(Bounding-box entries)

•••

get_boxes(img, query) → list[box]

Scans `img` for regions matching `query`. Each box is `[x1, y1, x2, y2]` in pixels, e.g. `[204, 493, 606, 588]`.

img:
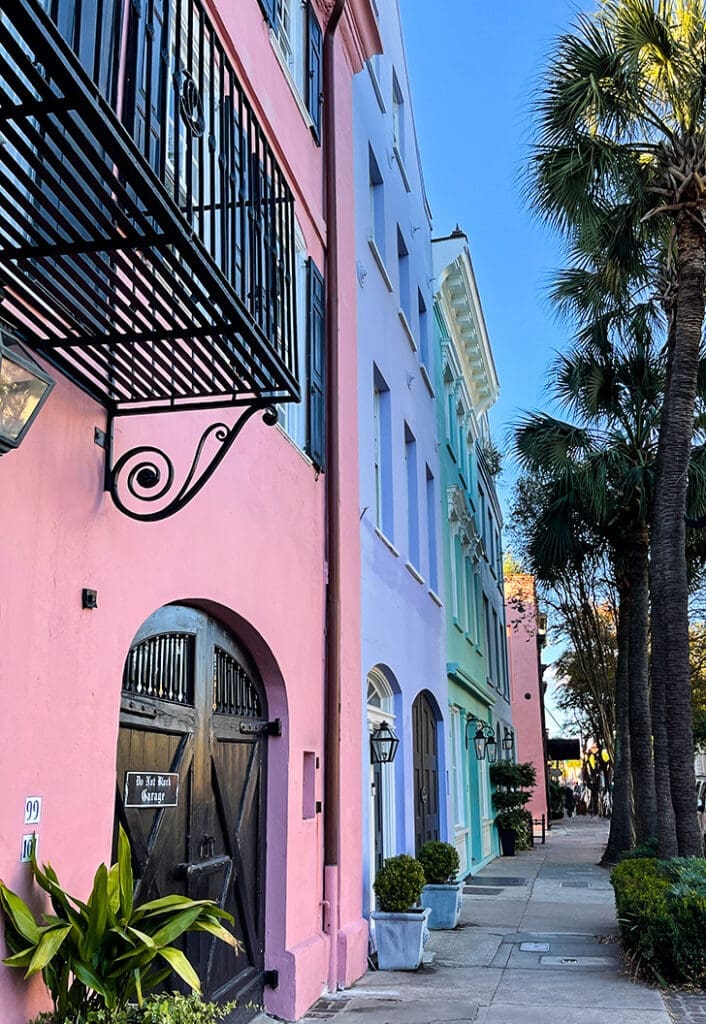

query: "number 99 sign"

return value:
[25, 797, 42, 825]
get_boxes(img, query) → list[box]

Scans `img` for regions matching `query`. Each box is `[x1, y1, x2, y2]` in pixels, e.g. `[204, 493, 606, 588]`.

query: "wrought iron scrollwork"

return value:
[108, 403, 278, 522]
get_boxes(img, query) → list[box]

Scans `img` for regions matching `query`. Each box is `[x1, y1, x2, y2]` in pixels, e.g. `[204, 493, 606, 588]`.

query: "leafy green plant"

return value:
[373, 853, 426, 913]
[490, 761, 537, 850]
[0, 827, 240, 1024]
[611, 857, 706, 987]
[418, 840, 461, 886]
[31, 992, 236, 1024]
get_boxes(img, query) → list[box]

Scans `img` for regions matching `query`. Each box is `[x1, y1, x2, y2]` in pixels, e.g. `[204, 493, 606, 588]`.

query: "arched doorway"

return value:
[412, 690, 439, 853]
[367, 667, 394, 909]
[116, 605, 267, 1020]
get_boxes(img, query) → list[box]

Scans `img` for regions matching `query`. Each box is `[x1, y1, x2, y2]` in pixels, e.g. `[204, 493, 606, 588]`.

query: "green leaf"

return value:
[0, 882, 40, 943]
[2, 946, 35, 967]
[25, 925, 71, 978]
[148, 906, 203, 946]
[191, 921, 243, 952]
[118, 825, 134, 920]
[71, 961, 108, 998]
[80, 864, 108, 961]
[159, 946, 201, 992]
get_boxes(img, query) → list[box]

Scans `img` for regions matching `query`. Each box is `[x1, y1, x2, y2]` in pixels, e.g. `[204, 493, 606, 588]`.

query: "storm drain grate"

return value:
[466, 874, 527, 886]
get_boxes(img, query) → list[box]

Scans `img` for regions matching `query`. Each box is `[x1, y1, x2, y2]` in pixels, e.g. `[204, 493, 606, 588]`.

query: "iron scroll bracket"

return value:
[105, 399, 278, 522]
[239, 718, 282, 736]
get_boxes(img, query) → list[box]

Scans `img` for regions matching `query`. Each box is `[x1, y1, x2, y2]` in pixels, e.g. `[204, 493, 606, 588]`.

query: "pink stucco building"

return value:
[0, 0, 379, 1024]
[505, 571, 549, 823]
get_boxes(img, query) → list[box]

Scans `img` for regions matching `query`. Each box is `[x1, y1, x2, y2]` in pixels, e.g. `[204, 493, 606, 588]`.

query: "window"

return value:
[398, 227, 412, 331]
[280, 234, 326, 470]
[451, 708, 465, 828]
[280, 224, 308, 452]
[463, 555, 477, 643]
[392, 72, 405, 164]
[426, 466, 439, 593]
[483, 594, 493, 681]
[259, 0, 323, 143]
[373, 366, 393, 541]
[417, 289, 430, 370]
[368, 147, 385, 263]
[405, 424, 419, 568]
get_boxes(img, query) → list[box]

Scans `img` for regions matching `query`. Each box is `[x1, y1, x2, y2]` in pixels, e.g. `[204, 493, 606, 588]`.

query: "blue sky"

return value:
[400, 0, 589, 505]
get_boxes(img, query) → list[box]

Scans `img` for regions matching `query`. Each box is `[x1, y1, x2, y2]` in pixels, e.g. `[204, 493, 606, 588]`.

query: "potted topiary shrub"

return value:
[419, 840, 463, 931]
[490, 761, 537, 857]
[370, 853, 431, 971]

•••

● **Aim**
Output every one of the entries above word for word, omitting the picture.

● **Finished exercise**
get_boxes(img, query) → list[box]

Scans `img` for regions matching `query`. Each box is `[x1, y1, x2, y2]` in pixels, e.g. `[204, 493, 606, 588]`.

img:

query: "number 99 sign"

return value:
[25, 797, 42, 825]
get_boxes(img, query) → list[box]

Scans `img` for regions matching `query`. Each box is `[x1, y1, x2, y2]` in pixels, e.g. `[204, 493, 606, 588]`.

query: "wrought iron scrollwork"

return value:
[108, 403, 278, 522]
get_boxes(img, query) → list[box]

Scans `img` for regions matching `query`. Each box is `[x1, y1, x2, y2]` in pixels, e.g. `[204, 493, 606, 588]`.

query: "leafy green plant"

return value:
[373, 853, 426, 913]
[490, 761, 537, 850]
[0, 827, 240, 1024]
[611, 857, 706, 987]
[418, 840, 461, 886]
[31, 992, 236, 1024]
get_boxes(img, query) → list[box]

Scans `img` for regions matching `query`. Each box is `[x1, y1, x2, y2]` in pixels, e.g. `[204, 493, 606, 588]`.

query: "arched doorway"

return value:
[412, 690, 439, 853]
[367, 667, 394, 909]
[116, 605, 267, 1020]
get_boxes(img, query) → list[box]

Scans `img` for regions matching `query`. Each box is `[x1, y1, x2, y2]` in pixels, e.g. `[204, 493, 606, 588]`.

query: "green leaf"

return value:
[0, 882, 40, 943]
[2, 946, 35, 967]
[25, 925, 71, 978]
[148, 906, 203, 946]
[191, 921, 243, 952]
[118, 825, 134, 920]
[71, 961, 108, 998]
[80, 864, 108, 961]
[159, 946, 201, 992]
get_boxes(img, query) → list[box]

Scans `img` for regions matching `query`. Each box is `[x1, y1, x2, y2]` in pixels, e.g. `[204, 493, 606, 588]`.

query: "storm drain grate"

return value:
[466, 874, 527, 886]
get_boxes(img, query) → list[box]

Scans `img` for regions matching `query`. Each box is `[x1, y1, x2, y2]` in pixels, e.g. `[204, 493, 606, 588]`.

query: "iron scroll bracket"

return value:
[105, 399, 278, 522]
[239, 718, 282, 736]
get_boxes(img, query) → list[box]

Scans `img` for regions matching `query`. Each box is `[x1, y1, x2, y2]` in pixels, e.g. `[204, 493, 606, 588]`.

query: "pink stucco building"

return value:
[0, 0, 379, 1024]
[505, 571, 549, 823]
get_boxes(img, query) → list[box]

Scans `img` for regions matching `query`. Each box is `[x1, y1, x2, y2]` in pixels, e.g. `[204, 493, 606, 588]`.

query: "window"

return value:
[398, 227, 412, 331]
[280, 234, 326, 470]
[451, 708, 465, 828]
[280, 224, 308, 452]
[463, 555, 477, 643]
[392, 72, 405, 164]
[426, 466, 439, 593]
[483, 594, 493, 681]
[259, 0, 323, 143]
[373, 366, 393, 541]
[417, 289, 430, 370]
[368, 147, 385, 263]
[405, 424, 419, 568]
get_boxes(img, query) → list[box]

Scans `img` for regions matching `query`. Each box is `[x1, y1, x2, y2]` in pixels, e.g. `[204, 493, 606, 588]`.

query: "blue sky"

return value:
[400, 0, 589, 505]
get_boxes(img, query) → list[box]

Scans `img` for regions matching `query`. Each box is `[x1, y1, x2, y2]` in pixels, e.g. `[204, 493, 606, 588]`.

query: "potted topiary shrub"

return value:
[419, 840, 463, 931]
[490, 761, 537, 857]
[370, 853, 431, 971]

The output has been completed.